What needs to be done
Pick out and copy every line in the listing below that contains the word "balloon".

··· Provided entries ···

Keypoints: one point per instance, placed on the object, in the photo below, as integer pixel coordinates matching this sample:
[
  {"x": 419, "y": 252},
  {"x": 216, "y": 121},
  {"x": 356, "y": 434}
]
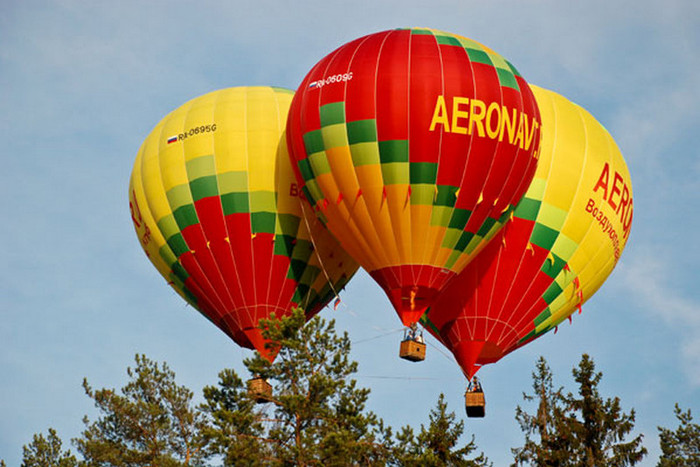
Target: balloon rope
[{"x": 316, "y": 252}]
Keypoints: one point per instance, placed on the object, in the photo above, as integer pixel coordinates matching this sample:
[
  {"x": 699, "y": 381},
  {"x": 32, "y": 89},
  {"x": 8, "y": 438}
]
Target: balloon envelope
[
  {"x": 215, "y": 205},
  {"x": 564, "y": 239},
  {"x": 413, "y": 145}
]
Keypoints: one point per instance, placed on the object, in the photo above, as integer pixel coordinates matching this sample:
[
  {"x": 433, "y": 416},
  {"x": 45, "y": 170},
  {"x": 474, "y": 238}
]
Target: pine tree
[
  {"x": 547, "y": 437},
  {"x": 46, "y": 452},
  {"x": 152, "y": 422},
  {"x": 680, "y": 448},
  {"x": 317, "y": 413},
  {"x": 601, "y": 427},
  {"x": 576, "y": 430},
  {"x": 438, "y": 444}
]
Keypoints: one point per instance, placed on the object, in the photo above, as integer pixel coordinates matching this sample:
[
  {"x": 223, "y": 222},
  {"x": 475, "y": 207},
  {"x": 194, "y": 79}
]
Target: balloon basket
[
  {"x": 412, "y": 351},
  {"x": 260, "y": 390},
  {"x": 475, "y": 403}
]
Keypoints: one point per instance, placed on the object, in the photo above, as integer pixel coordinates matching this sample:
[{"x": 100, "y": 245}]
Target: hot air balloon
[
  {"x": 215, "y": 205},
  {"x": 413, "y": 146},
  {"x": 564, "y": 239}
]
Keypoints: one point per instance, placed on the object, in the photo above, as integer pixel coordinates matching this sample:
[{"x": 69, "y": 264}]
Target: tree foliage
[
  {"x": 681, "y": 447},
  {"x": 46, "y": 452},
  {"x": 578, "y": 430},
  {"x": 438, "y": 444},
  {"x": 547, "y": 434},
  {"x": 152, "y": 422},
  {"x": 317, "y": 414}
]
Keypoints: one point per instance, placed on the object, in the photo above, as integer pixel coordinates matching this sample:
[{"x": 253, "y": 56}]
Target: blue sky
[{"x": 83, "y": 83}]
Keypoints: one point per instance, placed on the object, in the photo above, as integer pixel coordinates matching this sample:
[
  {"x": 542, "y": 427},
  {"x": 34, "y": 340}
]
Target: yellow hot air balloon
[
  {"x": 563, "y": 241},
  {"x": 215, "y": 204}
]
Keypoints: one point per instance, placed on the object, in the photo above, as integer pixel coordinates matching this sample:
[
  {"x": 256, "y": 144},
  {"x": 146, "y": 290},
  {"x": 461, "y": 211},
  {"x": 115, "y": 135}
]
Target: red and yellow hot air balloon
[
  {"x": 215, "y": 204},
  {"x": 564, "y": 239},
  {"x": 413, "y": 146}
]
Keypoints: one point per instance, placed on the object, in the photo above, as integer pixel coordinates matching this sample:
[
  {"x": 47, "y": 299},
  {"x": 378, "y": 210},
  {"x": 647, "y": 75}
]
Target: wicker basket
[
  {"x": 260, "y": 390},
  {"x": 475, "y": 403},
  {"x": 412, "y": 351}
]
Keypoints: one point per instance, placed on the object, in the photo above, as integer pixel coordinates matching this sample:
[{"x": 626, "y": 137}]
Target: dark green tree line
[
  {"x": 316, "y": 415},
  {"x": 582, "y": 429}
]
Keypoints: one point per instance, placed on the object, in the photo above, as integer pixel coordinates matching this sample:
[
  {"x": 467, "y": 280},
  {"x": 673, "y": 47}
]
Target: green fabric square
[
  {"x": 313, "y": 141},
  {"x": 168, "y": 226},
  {"x": 284, "y": 245},
  {"x": 506, "y": 78},
  {"x": 233, "y": 181},
  {"x": 235, "y": 203},
  {"x": 479, "y": 56},
  {"x": 422, "y": 194},
  {"x": 302, "y": 250},
  {"x": 539, "y": 319},
  {"x": 319, "y": 163},
  {"x": 263, "y": 201},
  {"x": 332, "y": 114},
  {"x": 393, "y": 151},
  {"x": 543, "y": 236},
  {"x": 364, "y": 153},
  {"x": 179, "y": 196},
  {"x": 527, "y": 209},
  {"x": 305, "y": 169},
  {"x": 167, "y": 254},
  {"x": 447, "y": 40},
  {"x": 441, "y": 216},
  {"x": 450, "y": 239},
  {"x": 459, "y": 218},
  {"x": 288, "y": 224},
  {"x": 185, "y": 216},
  {"x": 202, "y": 166},
  {"x": 204, "y": 187},
  {"x": 262, "y": 222},
  {"x": 309, "y": 197},
  {"x": 553, "y": 291},
  {"x": 296, "y": 271},
  {"x": 178, "y": 271},
  {"x": 486, "y": 226},
  {"x": 446, "y": 195},
  {"x": 334, "y": 136},
  {"x": 423, "y": 172},
  {"x": 361, "y": 131},
  {"x": 178, "y": 245},
  {"x": 464, "y": 240},
  {"x": 552, "y": 269},
  {"x": 395, "y": 173},
  {"x": 513, "y": 69}
]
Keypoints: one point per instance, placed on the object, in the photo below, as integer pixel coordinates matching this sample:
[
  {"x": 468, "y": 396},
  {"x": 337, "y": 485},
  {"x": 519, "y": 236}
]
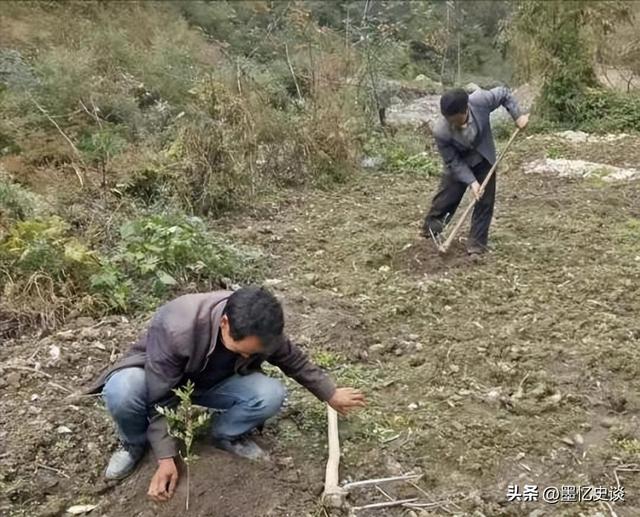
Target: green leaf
[{"x": 166, "y": 278}]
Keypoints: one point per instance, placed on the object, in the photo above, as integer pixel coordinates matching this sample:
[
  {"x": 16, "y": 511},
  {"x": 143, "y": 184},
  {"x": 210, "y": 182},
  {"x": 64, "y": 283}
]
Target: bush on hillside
[{"x": 45, "y": 270}]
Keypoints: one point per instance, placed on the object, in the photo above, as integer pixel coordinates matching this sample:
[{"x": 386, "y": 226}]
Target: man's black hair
[
  {"x": 254, "y": 311},
  {"x": 453, "y": 102}
]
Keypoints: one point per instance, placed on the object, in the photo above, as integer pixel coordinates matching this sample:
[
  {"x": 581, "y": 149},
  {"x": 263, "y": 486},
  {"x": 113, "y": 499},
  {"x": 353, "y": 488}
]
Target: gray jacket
[{"x": 454, "y": 151}]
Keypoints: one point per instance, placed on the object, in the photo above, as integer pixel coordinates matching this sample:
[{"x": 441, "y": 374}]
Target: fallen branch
[
  {"x": 333, "y": 496},
  {"x": 399, "y": 502},
  {"x": 423, "y": 492},
  {"x": 52, "y": 469}
]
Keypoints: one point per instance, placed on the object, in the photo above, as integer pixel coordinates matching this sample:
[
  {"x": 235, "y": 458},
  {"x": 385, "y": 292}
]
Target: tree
[{"x": 557, "y": 40}]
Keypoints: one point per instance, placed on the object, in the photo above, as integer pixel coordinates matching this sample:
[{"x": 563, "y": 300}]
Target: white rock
[
  {"x": 54, "y": 352},
  {"x": 79, "y": 509},
  {"x": 579, "y": 168}
]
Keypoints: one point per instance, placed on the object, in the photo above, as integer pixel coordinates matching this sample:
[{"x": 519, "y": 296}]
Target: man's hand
[
  {"x": 477, "y": 190},
  {"x": 346, "y": 399},
  {"x": 164, "y": 481},
  {"x": 522, "y": 121}
]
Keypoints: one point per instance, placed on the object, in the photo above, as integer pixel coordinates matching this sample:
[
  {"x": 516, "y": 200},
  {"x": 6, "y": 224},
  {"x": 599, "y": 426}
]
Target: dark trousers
[{"x": 448, "y": 197}]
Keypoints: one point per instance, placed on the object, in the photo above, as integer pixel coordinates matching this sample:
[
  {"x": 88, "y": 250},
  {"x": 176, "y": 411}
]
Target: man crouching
[{"x": 218, "y": 341}]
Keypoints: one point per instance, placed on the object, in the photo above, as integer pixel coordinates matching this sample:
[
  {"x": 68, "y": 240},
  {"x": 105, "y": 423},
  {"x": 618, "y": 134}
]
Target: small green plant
[
  {"x": 183, "y": 423},
  {"x": 401, "y": 155}
]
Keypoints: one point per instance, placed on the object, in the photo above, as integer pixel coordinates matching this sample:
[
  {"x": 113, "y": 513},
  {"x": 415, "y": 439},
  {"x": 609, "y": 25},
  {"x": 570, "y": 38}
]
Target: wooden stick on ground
[
  {"x": 447, "y": 243},
  {"x": 368, "y": 482},
  {"x": 399, "y": 502},
  {"x": 334, "y": 496}
]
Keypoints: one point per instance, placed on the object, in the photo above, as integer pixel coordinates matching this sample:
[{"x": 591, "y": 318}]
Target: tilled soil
[{"x": 520, "y": 368}]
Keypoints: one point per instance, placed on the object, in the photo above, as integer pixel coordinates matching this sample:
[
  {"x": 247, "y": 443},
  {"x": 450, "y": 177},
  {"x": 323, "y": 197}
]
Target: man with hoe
[
  {"x": 465, "y": 142},
  {"x": 218, "y": 341}
]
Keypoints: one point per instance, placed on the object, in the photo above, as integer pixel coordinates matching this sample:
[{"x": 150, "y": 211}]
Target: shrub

···

The solution
Target: balloon rope
Target: balloon envelope
Target: balloon basket
Target: hot air balloon
Target: yellow hot air balloon
Target: red and yellow hot air balloon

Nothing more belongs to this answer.